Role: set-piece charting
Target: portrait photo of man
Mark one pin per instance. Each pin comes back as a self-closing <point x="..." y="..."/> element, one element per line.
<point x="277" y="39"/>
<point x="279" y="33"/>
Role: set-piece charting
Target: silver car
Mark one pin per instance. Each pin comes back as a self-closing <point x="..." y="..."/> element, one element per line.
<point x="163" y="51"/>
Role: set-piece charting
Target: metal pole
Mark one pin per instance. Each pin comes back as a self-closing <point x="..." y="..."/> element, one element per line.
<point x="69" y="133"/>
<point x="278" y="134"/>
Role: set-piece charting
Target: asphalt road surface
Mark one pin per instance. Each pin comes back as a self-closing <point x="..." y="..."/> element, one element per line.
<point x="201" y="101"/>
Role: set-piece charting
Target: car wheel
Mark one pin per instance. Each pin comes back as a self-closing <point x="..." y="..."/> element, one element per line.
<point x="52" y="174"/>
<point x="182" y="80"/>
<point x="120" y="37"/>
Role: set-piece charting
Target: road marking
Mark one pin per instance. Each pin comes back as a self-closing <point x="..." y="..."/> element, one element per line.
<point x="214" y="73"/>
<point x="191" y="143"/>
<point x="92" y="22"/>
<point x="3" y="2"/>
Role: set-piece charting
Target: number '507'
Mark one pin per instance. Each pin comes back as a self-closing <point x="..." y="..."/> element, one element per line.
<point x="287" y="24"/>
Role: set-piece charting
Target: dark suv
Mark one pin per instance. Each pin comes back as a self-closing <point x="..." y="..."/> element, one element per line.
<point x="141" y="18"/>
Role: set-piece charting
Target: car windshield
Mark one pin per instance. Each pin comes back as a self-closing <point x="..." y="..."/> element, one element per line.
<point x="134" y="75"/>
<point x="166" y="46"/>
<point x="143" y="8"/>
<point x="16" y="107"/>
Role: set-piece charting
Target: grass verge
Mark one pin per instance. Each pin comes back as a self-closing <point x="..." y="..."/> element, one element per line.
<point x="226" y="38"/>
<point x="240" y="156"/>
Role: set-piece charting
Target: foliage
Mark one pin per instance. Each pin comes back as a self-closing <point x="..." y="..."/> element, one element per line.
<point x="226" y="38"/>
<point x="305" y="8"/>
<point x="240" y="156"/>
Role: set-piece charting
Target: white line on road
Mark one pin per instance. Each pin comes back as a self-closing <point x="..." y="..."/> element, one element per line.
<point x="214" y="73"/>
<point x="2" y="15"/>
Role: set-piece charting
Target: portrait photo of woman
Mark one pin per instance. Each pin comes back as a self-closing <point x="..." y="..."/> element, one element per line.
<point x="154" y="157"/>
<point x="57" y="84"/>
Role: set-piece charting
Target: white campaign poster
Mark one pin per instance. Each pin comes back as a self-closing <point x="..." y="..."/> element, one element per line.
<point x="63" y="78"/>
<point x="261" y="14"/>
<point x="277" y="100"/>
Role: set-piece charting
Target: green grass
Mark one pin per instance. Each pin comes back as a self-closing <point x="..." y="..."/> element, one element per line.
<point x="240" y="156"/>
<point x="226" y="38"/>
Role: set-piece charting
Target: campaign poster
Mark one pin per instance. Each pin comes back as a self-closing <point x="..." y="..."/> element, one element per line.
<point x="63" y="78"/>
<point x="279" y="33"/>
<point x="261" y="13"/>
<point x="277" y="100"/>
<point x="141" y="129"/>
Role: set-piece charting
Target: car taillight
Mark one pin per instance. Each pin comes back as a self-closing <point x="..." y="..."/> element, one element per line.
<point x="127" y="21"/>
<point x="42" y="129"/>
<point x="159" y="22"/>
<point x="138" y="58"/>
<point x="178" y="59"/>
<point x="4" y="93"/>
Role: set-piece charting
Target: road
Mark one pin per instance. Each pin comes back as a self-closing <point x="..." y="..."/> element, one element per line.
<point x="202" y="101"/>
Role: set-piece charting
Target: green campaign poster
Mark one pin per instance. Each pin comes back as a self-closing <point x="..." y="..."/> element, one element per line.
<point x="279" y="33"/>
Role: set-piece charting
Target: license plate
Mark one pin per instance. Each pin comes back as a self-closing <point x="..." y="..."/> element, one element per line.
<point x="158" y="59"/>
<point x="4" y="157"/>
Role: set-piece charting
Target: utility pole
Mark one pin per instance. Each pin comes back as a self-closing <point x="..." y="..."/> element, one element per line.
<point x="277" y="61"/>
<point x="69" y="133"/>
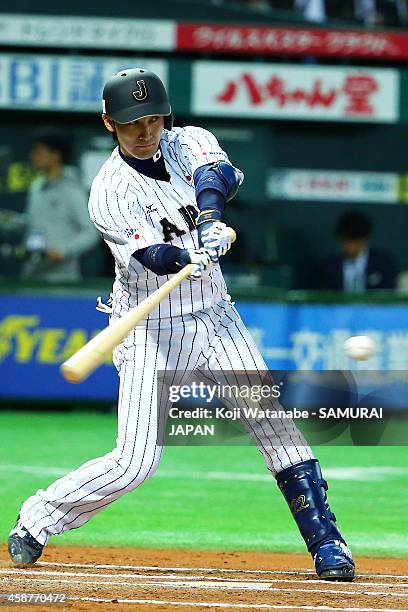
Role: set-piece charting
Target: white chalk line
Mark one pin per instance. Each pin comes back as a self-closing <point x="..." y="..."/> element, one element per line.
<point x="206" y="604"/>
<point x="203" y="585"/>
<point x="135" y="577"/>
<point x="361" y="474"/>
<point x="221" y="570"/>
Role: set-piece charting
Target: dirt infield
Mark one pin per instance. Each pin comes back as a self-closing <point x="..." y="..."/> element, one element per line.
<point x="102" y="578"/>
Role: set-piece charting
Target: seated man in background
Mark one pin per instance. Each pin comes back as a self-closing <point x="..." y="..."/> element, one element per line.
<point x="59" y="230"/>
<point x="358" y="267"/>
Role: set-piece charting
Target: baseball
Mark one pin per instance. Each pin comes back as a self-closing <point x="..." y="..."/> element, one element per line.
<point x="359" y="348"/>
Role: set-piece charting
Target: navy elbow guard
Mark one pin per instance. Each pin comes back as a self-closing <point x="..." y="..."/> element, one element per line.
<point x="215" y="184"/>
<point x="219" y="176"/>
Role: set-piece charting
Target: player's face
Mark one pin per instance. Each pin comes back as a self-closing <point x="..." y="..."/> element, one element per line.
<point x="353" y="248"/>
<point x="140" y="138"/>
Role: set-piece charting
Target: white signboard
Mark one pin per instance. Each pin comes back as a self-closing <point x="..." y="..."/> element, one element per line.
<point x="87" y="32"/>
<point x="374" y="187"/>
<point x="295" y="92"/>
<point x="46" y="82"/>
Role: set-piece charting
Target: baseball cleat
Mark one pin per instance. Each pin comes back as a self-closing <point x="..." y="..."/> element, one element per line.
<point x="333" y="561"/>
<point x="23" y="548"/>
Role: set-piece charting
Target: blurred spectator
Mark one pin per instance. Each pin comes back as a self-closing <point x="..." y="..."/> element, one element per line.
<point x="59" y="230"/>
<point x="358" y="267"/>
<point x="368" y="13"/>
<point x="312" y="10"/>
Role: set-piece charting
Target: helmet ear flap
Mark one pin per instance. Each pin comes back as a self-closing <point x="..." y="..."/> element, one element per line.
<point x="168" y="122"/>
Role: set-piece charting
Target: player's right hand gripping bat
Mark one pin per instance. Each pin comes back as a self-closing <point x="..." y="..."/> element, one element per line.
======
Task goal> Look back at the entries above. Retype the line with "Target: grass verge", the line with "Target: white line on road", and all lines in between.

Response box>
Target: grass verge
Mark one pin per instance. Each pin comes back as a self-closing <point x="..." y="..."/> element, one element per line.
<point x="226" y="38"/>
<point x="240" y="156"/>
Role: set-piece charting
Target: foliage
Mark one pin per instance. Each pin comes back as a self-closing <point x="..." y="..."/> element, one element per line.
<point x="226" y="38"/>
<point x="305" y="8"/>
<point x="240" y="156"/>
Role: set-piece charting
Target: white line on road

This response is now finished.